Problem description: Retype the entries in full, exactly.

(Extracted records)

———

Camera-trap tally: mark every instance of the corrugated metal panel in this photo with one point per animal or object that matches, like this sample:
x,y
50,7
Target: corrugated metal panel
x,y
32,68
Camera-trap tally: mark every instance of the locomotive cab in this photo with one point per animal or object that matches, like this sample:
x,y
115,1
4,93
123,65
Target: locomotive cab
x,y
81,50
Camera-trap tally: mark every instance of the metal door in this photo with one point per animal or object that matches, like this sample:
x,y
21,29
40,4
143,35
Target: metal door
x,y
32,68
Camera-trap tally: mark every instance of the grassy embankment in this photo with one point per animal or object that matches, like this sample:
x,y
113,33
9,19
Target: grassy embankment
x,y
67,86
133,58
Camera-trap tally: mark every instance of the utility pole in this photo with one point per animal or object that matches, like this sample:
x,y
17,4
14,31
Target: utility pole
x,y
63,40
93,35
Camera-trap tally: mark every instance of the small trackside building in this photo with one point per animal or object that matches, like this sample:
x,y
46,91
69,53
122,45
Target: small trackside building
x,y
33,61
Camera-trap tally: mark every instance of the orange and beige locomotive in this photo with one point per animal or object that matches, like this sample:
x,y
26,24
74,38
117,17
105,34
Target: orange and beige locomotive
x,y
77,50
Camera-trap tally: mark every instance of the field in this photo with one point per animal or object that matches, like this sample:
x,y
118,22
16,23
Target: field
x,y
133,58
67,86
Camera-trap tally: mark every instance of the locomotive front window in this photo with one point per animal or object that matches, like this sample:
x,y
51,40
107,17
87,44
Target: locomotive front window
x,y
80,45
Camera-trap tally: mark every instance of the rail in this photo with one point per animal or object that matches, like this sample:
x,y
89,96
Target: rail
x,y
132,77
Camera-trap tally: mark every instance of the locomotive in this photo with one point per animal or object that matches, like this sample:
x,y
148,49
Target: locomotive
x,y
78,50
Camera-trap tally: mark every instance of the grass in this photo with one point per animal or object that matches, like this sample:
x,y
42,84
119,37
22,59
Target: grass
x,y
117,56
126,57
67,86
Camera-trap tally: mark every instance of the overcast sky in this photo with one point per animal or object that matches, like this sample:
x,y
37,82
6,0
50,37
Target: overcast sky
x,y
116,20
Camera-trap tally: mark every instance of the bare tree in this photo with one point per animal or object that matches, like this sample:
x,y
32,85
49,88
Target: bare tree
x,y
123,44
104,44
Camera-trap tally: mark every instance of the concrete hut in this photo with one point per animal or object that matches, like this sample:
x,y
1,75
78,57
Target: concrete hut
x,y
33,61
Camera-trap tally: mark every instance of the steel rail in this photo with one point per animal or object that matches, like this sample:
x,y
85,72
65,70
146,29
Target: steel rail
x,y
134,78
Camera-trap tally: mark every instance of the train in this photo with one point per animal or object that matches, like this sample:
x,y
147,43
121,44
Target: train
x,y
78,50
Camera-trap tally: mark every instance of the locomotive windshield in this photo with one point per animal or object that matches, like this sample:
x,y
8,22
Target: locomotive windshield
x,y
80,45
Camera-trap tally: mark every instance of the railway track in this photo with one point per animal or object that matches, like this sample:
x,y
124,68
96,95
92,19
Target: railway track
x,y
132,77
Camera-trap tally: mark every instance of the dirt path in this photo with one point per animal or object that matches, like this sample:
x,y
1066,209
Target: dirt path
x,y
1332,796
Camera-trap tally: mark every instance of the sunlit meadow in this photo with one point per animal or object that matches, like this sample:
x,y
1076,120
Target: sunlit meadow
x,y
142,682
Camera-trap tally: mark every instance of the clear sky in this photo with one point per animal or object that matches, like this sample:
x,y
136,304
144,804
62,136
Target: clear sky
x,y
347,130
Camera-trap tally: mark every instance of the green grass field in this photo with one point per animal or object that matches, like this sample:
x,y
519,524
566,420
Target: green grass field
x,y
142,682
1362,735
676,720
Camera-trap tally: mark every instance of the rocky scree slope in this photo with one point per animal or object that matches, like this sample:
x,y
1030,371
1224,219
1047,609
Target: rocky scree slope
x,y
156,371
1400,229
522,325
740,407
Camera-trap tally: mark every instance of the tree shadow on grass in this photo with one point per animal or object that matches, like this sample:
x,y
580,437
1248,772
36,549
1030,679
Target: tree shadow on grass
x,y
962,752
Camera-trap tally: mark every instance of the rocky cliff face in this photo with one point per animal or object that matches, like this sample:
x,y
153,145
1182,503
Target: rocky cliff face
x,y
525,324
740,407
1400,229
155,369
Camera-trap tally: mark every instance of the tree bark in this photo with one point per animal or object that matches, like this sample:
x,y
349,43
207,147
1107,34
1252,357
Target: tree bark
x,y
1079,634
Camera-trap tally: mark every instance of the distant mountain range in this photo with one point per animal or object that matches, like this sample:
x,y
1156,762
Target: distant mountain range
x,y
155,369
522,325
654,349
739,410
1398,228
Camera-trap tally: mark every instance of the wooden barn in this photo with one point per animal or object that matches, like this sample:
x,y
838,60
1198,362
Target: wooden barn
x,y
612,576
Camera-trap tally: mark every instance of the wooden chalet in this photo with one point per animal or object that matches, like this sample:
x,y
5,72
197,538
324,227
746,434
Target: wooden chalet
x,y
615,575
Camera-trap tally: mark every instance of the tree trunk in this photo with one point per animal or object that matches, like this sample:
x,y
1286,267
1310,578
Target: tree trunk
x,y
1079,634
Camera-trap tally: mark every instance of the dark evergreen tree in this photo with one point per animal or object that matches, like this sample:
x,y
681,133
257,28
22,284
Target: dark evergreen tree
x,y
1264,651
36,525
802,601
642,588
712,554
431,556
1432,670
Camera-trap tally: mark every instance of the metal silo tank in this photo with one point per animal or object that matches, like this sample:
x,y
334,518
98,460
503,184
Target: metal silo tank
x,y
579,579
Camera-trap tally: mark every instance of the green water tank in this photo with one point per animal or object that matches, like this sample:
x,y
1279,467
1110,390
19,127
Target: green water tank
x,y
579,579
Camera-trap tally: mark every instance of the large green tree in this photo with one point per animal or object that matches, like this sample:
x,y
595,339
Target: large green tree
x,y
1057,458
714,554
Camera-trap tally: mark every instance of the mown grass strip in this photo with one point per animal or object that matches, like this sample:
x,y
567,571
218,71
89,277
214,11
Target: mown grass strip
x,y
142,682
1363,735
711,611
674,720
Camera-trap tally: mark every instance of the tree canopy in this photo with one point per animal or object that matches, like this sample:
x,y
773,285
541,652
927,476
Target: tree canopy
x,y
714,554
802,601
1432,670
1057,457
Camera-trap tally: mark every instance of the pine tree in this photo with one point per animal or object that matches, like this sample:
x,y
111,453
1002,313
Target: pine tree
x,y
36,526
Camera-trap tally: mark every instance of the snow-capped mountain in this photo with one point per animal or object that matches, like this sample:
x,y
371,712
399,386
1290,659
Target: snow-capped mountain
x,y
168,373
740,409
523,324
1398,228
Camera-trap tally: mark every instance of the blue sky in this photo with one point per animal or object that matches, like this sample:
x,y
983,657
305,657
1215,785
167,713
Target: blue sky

———

Exercise answer:
Camera-trap tally: mark every instance of the corrugated metal panel in this photo with one point per animal or object that matches, like this sample:
x,y
50,7
Target: corrugated metal panel
x,y
32,68
Camera-trap tally: mark every instance of the locomotive cab in this photo with one point per animal or object that matches, like this sample:
x,y
115,1
4,93
123,65
Target: locomotive cab
x,y
81,50
Camera-trap tally: mark every instance of the metal door in this photo with one point per animal or object that matches, like this sample:
x,y
21,29
40,4
143,35
Target: metal door
x,y
32,68
Camera-trap tally: mark every instance of the grassy embankment in this photo with one point per animal or object that matches, like this sample:
x,y
113,33
9,19
Target: grassy embankment
x,y
67,86
133,58
Camera-trap tally: mark every instance of the utility pole in this photo with one point per animal or object that matches, like this sample:
x,y
17,4
14,31
Target: utility pole
x,y
63,40
93,35
Camera-trap tally: mark every instance of the small trackside building in this photo with one point per animal or object that matches, like this sample:
x,y
46,91
69,53
122,45
Target: small trackside building
x,y
33,61
Camera-trap tally: mark every instance of the orange and beige locomotive in this photo with one point per animal or object that matches, like this sample:
x,y
26,24
74,38
117,17
105,34
Target: orange and beige locomotive
x,y
77,50
Camera-trap tally: mark every instance of the field in this photo with one point per animal or object that matches, like this sample:
x,y
118,22
16,23
Target: field
x,y
133,58
67,86
Camera-trap tally: mark every instance of the locomotive front window in this photo with one point per animal or object that matches, like this sample:
x,y
51,40
107,17
87,44
Target: locomotive front window
x,y
80,45
Camera-trap tally: mark every instance of the rail in this photo with one point per animal or object that matches, like this sample:
x,y
89,96
Target: rail
x,y
132,77
Camera-trap tally: mark every instance of the locomotive in this photo with one point per animal or object that matches, like this sample:
x,y
148,49
Target: locomotive
x,y
78,50
Camera-trap tally: mark every instance of the grass in this photo with one point per animal or object that matches, like this sample:
x,y
42,84
119,37
22,59
Target: grass
x,y
117,56
126,57
67,86
Camera-trap tally: mark every instance of the overcast sky in this photo with one point per animal or object that matches, like this sample:
x,y
37,82
6,0
50,37
Target: overcast sky
x,y
116,20
Camera-trap tally: mark every instance of the bare tree in this photo with one point per animal or object that matches, like this sample:
x,y
32,85
49,88
Target: bare tree
x,y
123,44
104,44
Camera-trap tally: mark every instance of the concrete hut in this photo with one point per animal or object that matches, like this sample:
x,y
1,75
78,57
Target: concrete hut
x,y
33,61
Camera-trap tally: mark every instance of the steel rail in this photo with one point per animal or object that matches, like this sample:
x,y
85,72
65,70
146,29
Target: steel rail
x,y
134,78
Camera-trap tally: mark every instance of the train in this photo with one point per animal or object that matches, like this sample:
x,y
147,43
121,44
Target: train
x,y
78,50
Camera-trap tally: mark every instance of the locomotive windshield in this photo with one point per animal or object that matches, like this sample:
x,y
8,22
Target: locomotive windshield
x,y
80,45
Camera-trap tally: mark every instance of the railway track in this photo with one point per animal or object that matches, like this sample:
x,y
124,68
96,95
92,19
Target: railway track
x,y
132,77
Camera-trap tally: mark every instance of the dirt path in this photo with one point per animal or object that matches, like this sample:
x,y
1066,209
Target: dirt path
x,y
1332,796
Camera-trap tally: mark every instance of the sunlit meadow in this photo with one point per animal or object that matches, like this sample:
x,y
1076,120
Target: sunlit meadow
x,y
142,682
Camera-trap tally: mark every instance of the clear sky in this photo with one point per animal or object that matches, like this sample:
x,y
136,304
144,804
62,136
Target: clear sky
x,y
347,130
Camera-trap tally: mark every instance of the green grass field in this photo with one point per animal or object that matches, like this sample:
x,y
519,524
566,420
Target: green grass field
x,y
142,682
1362,735
676,720
Camera-trap tally: mark every instance of the rocky scree slope in this photo with one point per animal or object that matches, like this sample:
x,y
1030,371
1224,219
1047,609
Target: rocky scree slope
x,y
156,371
1400,229
522,325
740,407
Camera-trap tally: mark every instance of the tree shadow on grass in this photo with one point per animal or object that matches, like this sample:
x,y
580,437
1248,772
36,549
1030,679
Target: tree shadow on grass
x,y
962,752
Camera-trap tally: mark every instance of the rocky cliff face in this photo with one point per animal or object that matches, like this sample:
x,y
153,145
1182,503
Target: rocky cliff face
x,y
525,324
740,407
1400,229
155,369
Camera-trap tally: mark every instance of the tree bark in this photo with one point per animal or object that matches, like this sample:
x,y
349,43
207,147
1107,34
1252,357
Target: tree bark
x,y
1079,634
Camera-trap tally: mark every instance of the distant mountain range in this photo with one point per animal or object that matches, like this sample:
x,y
1156,762
Target: distant mountain range
x,y
155,369
522,325
654,349
739,410
1398,228
Camera-trap tally: mark every instance of the wooden barn in this photo with one point per animal or object that matches, like this sample:
x,y
838,60
1198,362
Target: wooden barn
x,y
612,576
Camera-trap tally: mark every instance of the wooden chalet in this photo with one point per animal or object that matches, like this sample:
x,y
5,72
197,538
324,227
746,434
Target: wooden chalet
x,y
615,575
Camera-trap tally: mark every instance of the tree trunk in this photo with one point per animal or object that matches, like this sample:
x,y
1286,267
1310,578
Target: tree trunk
x,y
1079,634
Camera-trap tally: mark every instance of the dark evergreen tree in this photo with one point per animal or object that matches, like this sample:
x,y
681,133
257,28
22,284
Target: dark evergreen tree
x,y
1264,651
36,525
802,601
642,588
712,554
431,556
1432,670
Camera-trap tally: mark every instance of the metal silo tank in this photo with one point per animal or object that matches, like this sample:
x,y
334,518
98,460
503,184
Target: metal silo tank
x,y
579,579
Camera-trap tally: mark every instance of the green water tank in this photo with one point per animal or object that matches, like this sample:
x,y
1279,467
1110,390
19,127
Target: green water tank
x,y
579,579
Camera-trap tally: mark every instance of the large green tree in this photo with one point per animal or object that matches, like this sample:
x,y
595,339
Target: large green tree
x,y
1057,458
714,554
Camera-trap tally: mark every instance of the mown grass strip in this photo with one point per animal or object that matches, like this sample:
x,y
567,571
218,71
89,277
214,11
Target: mown grass strip
x,y
142,682
1363,735
711,611
674,720
Camera-trap tally: mark every instance of the tree canopy in this photo with one point per animal or object that matches, like this sample:
x,y
773,285
541,652
927,476
Target: tree canopy
x,y
714,554
802,601
1432,670
1057,457
Camera-trap tally: mark every instance of the pine tree in this photo with one point per animal or object that matches, like this sample:
x,y
111,453
1002,313
Target: pine tree
x,y
36,526
Camera-trap tally: mark every instance of the snow-capped mountain in this photo with one point per animal or object that matches, like this sample:
x,y
371,712
399,386
1290,659
Target: snow-capped mountain
x,y
168,373
740,409
523,324
1398,228
Camera-trap tally: mark every instance of the blue sky in this photo with one point per animal or object that matches, like this sample:
x,y
983,657
305,657
1215,785
167,713
Target: blue sky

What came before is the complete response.